Die meisten Kinderärzte in Harburg haben ihre Praxis in der Innenstadt. Die äußeren Quartiere des Bezirks sind schlechter versorgt. Zwischen Wilstorf und Rönneburg gibt es noch eine Praxis. Auch Marmstorf hat noch einen eigenen Kinderarzt, ebenso Neugraben und Neuwiedenthal. Auf der gesamten dritten Meile des Alten Landes, von Cranz bis Moorburg, gibt es wiederum keinen Kinderarzt.

Die Kassenärztliche Vereinigung Hamburg (KVH) hält die Versorgung des Bezirks Harburg mit Kinderärzten für ausreichend: Auf gut 26.000 Kinder kommen 11 Vollzeit- und zwei Teilzeitärzte. Der bundesweit einheitliche Schlüssel, mit dem die Kassenärzte festlegen, was angemessene Betreuung ist, liegt bei 2405 Patienzen pro Kinderarzt. „Damit ist in Harburg ein Versorgungsgrad von über 100% gegeben.“, sagt Dieter Bollmann, stellvertretender Vorsitzender der KVH.

Dass die Heimfelder Eltern längere Wege in Kauf nehmen müssen, hält die KVH für vertretbar. Von der Ballung der Praxen im Zentrum des Bezirks sei nicht nur Harburg betroffen und es sind auch nicht allein die Kinderärzte. „Diese Konzentration auf die Bezirkszentren hat den Vorteil, dass alle Patienten die Praxen gut mit dem öffentlichen Nahverkehr erreichen können“, sagt Bollmann. „Wir halten einen Weg von bis zu einer halben Stunde für vertretbar.“

Damit wäre zwar eine Busfahrt von Heimfeld zum Harburger Ring zu schaffen, wer jedoch in Francop oder Neuenfelde auf den öffentlichen Nahverkehr angewiesen ist, kommt mit einer halben Stunde nicht aus: Die nächsten Kinderarztpraxen sind in Neuwiedenthal.

ERFORDERLICHER SCHRITT: Schreibe den Artikel über die kinderärztliche Versorgung in Harburg im Anschluss an seinen letzten Satz weiter.

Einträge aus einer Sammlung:

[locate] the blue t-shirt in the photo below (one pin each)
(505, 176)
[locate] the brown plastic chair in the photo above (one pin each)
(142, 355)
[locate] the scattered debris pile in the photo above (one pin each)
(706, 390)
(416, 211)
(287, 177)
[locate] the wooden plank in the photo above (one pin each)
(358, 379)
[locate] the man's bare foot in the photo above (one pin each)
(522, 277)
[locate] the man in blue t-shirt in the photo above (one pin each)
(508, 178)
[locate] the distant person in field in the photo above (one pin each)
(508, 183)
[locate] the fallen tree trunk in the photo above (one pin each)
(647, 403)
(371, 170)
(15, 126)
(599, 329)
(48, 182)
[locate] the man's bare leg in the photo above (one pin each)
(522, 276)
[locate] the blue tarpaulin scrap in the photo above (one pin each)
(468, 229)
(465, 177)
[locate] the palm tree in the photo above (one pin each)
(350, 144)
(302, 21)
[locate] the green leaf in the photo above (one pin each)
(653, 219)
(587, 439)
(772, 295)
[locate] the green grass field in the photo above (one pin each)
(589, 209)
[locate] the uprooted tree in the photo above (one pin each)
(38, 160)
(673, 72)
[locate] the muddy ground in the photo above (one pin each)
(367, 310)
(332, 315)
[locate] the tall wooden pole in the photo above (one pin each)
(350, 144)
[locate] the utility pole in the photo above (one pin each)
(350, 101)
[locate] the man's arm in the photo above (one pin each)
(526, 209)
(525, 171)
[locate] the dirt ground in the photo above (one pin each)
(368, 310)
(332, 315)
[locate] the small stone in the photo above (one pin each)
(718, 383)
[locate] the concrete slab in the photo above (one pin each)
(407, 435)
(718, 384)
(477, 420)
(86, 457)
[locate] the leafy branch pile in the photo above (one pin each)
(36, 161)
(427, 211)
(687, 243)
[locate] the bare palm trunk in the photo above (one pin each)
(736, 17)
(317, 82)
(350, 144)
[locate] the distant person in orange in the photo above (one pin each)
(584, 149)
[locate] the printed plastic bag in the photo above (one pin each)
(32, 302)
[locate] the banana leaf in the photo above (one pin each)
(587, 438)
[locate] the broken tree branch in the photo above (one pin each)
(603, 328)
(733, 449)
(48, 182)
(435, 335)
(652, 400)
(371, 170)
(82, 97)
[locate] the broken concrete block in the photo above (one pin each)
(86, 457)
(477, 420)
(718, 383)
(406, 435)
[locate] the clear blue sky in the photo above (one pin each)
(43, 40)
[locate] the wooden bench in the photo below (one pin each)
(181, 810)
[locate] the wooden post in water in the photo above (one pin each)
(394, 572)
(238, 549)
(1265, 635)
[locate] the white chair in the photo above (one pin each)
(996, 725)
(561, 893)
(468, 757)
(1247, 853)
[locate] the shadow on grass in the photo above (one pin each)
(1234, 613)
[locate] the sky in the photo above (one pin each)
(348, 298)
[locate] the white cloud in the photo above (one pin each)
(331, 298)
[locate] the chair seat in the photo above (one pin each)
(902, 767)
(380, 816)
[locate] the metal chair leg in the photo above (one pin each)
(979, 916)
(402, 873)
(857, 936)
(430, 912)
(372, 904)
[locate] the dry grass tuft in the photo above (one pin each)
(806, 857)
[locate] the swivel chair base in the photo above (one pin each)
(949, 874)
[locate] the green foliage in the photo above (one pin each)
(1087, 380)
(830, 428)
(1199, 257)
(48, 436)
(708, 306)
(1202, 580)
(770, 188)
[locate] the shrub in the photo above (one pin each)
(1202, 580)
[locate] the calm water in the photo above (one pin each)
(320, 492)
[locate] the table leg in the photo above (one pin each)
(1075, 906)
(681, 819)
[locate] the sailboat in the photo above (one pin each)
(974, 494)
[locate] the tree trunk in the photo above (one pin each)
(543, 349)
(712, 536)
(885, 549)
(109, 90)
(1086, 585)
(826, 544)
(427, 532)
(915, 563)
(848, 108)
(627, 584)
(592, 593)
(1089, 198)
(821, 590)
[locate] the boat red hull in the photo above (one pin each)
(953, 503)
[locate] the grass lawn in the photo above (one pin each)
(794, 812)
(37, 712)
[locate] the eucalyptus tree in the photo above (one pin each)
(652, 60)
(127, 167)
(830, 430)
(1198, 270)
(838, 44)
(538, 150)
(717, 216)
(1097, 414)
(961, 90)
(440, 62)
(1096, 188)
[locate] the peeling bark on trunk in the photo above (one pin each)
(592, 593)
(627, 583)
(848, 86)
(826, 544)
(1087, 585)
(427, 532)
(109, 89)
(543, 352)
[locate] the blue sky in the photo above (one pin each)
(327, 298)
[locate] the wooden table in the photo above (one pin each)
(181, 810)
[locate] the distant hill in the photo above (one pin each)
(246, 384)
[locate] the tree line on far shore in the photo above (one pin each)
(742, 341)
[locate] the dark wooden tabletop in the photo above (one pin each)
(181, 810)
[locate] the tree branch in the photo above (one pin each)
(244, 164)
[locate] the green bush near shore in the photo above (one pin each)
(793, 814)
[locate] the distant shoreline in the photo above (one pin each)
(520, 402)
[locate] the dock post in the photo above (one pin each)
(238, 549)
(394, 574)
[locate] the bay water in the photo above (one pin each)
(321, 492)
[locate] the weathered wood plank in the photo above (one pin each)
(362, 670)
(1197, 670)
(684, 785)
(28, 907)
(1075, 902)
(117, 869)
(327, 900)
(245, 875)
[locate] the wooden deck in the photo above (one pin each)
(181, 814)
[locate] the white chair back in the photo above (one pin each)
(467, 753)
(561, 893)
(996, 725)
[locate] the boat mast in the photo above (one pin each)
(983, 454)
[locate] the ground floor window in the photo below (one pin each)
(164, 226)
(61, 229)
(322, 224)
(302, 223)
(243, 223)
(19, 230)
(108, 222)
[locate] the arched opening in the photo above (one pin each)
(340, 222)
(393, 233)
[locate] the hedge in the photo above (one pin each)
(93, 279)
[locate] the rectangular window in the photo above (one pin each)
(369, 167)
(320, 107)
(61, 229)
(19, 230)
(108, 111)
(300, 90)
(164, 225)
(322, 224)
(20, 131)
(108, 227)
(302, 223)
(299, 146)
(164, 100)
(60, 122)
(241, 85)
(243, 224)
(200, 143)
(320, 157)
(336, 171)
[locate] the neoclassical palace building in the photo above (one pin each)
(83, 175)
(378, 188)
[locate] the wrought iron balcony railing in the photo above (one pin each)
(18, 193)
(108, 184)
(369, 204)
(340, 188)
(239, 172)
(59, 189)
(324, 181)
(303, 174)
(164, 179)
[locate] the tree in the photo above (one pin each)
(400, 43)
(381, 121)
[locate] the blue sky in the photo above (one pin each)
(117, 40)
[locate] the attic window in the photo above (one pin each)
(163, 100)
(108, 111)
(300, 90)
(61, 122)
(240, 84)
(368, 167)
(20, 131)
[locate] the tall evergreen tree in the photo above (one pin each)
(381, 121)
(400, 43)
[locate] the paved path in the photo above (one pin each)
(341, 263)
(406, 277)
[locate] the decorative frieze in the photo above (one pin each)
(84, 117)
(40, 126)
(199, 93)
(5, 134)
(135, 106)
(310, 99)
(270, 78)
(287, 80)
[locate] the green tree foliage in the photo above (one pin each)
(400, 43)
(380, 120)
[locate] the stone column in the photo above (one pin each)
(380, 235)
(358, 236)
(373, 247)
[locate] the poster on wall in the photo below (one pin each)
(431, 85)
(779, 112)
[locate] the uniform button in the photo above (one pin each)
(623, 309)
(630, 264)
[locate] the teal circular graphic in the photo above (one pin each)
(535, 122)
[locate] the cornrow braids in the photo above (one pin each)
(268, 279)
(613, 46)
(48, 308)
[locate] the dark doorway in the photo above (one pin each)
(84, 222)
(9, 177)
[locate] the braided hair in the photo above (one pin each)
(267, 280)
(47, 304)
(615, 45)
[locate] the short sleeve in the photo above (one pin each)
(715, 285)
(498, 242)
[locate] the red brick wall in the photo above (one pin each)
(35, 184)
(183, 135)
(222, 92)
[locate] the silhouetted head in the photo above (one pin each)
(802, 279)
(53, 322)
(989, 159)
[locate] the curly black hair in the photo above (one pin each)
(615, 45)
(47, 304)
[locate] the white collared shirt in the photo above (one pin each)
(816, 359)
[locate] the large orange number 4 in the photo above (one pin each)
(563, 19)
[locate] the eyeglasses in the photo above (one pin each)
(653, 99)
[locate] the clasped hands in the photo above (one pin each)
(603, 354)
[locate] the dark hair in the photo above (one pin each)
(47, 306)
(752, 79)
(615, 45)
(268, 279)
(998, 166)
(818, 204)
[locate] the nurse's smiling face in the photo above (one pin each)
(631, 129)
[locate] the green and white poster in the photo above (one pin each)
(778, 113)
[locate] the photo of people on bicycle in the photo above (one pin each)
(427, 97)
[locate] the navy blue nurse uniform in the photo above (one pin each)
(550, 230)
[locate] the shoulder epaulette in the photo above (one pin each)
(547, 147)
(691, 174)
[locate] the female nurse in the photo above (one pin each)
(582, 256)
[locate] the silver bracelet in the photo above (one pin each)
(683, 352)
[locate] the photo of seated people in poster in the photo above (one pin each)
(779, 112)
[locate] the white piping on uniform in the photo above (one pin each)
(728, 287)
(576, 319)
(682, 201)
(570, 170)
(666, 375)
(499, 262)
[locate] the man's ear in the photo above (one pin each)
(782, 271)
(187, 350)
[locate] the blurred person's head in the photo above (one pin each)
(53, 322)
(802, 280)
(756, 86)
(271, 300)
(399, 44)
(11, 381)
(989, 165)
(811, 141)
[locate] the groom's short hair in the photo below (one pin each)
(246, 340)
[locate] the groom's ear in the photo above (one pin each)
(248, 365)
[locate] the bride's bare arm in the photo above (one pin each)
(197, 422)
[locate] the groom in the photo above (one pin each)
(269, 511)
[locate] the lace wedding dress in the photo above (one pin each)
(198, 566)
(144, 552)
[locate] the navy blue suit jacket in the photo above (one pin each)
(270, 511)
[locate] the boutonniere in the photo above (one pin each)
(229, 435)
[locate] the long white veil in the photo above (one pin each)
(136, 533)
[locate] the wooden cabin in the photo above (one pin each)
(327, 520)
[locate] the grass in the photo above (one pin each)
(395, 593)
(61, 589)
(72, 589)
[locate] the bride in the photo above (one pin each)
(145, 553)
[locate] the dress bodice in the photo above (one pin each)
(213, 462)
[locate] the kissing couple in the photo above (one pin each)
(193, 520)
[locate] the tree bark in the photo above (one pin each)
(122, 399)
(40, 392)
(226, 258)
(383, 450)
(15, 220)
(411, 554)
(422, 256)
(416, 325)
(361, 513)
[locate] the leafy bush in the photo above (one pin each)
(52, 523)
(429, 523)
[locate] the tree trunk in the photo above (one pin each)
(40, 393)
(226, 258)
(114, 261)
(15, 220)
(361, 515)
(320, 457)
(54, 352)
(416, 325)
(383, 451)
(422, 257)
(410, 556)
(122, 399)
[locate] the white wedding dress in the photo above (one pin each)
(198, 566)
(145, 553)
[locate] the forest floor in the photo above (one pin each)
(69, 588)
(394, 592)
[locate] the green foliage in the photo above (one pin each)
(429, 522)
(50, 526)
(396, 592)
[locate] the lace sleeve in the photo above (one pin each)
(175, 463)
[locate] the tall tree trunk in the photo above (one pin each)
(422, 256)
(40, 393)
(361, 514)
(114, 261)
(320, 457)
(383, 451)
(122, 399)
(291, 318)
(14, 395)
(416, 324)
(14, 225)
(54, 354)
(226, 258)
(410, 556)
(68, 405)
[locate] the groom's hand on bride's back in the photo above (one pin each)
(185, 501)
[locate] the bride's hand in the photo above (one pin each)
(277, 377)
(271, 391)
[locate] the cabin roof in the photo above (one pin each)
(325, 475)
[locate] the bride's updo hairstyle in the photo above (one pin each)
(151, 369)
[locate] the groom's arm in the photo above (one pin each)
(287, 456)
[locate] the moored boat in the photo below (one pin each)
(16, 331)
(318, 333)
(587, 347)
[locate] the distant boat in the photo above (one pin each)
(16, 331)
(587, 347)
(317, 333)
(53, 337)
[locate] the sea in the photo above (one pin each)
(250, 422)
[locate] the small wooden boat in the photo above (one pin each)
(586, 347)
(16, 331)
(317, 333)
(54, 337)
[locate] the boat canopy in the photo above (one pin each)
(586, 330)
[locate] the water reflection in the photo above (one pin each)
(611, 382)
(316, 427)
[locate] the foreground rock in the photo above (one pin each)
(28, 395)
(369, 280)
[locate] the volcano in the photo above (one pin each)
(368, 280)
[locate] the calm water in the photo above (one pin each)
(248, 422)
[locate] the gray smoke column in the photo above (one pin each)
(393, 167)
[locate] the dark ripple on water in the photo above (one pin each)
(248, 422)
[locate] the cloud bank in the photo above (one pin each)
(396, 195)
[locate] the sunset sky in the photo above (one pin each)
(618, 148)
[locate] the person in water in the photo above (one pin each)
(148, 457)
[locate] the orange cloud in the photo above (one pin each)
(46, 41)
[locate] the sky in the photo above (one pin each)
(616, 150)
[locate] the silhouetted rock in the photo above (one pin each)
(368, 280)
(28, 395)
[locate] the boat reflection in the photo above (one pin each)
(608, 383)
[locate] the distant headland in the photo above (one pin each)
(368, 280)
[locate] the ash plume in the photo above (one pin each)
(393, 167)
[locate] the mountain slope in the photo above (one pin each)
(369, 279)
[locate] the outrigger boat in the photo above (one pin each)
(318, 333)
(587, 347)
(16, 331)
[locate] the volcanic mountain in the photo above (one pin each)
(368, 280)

ERGEBNIS DER AUFGABE:
Und dass sie theoretisch überversorgt seien, können die Eltern im Heimfelder Spielkreis nicht nachvollziehen: „Ich habe für meine Töchter zwar einen Kinderarzt, würde aber gerne wechseln“, sagt Michael Blohm. „Es nimmt mich aber kein Kinderarzt an., weil ich bereits registriert bin.“

Andere Eltern nicken. Ihnen ergeht es ähnlich. Ihre Kinderärzte nehmen nur noch frisch nach Harburg gezogene Patienten oder Neugeborene an – und das auch nur, wenn das Baby nicht schon Geschwister bei einer anderen Praxis hat. „Ich fühle mich als Patient in der freien Arztwahl eingeschränkt“, sagt Michael Blohm. „Ich komme mit dem Arzt meiner Kinder nicht klar und kann ihn nicht wechseln. Das geht doch nicht.“

Die Kassenärztliche Vereinigung weiß von diesem Vorgehen der Harburger Kinderärzte nichts, sieht darin aber grundsätzlich keinen Regelverstoß. „Die freie Arztwahl bedeutet, dass keinem Patienten ein Arzt zugewiesen werden darf, sondern sie sich selbst einen Arzt ihres Vertrauens suchen können“, sagt Dieter Bollmann. „Ein Arzt darf aber durchaus Patienten ablehnen, wenn er so überlastet ist, dass er ihre Versorgung oder die anderer Patienten nicht mehr gewährleisten kann.“ Sprich: Jeder Patient darf sich gerne einen Arzt suchen, wenn er denn einen findet. Besonders beliebte Ärzte werden wohl häufiger Patienten abweisen– und seien sie noch so klein.

Einige Eltern versuchen deshalb gar nicht erst, einen Kinderarzt zu finden und nehmen ihren Nachwuchs mit zum Hausarzt. Die Kassenärztliche Vereinigung rät davon nicht ab: „Auch die Fachärzte für Allgemeinmedizin lernen in ihrer Weiterbildung, kranke Kinder zu versorgen.“, sagt Dieter Bollmann. „Gerade da, wo eine längere Beziehung zwischen Familien und ihrem Hausarzt besteht, wird dieses Fachwissen auch in Anspruch genommen.“

Anders, als die KVH will die Gesundheitsbehörde dafür sorgen, dass auch kleinere Quartiere wieder mit Fachärzten versorgt werden (das Abendblatt berichtete). Und die Heimfelder Eltern? „Ich hoffe einfach, dass meine Kinder nicht so oft krank werden“, sagt Reno Rückert.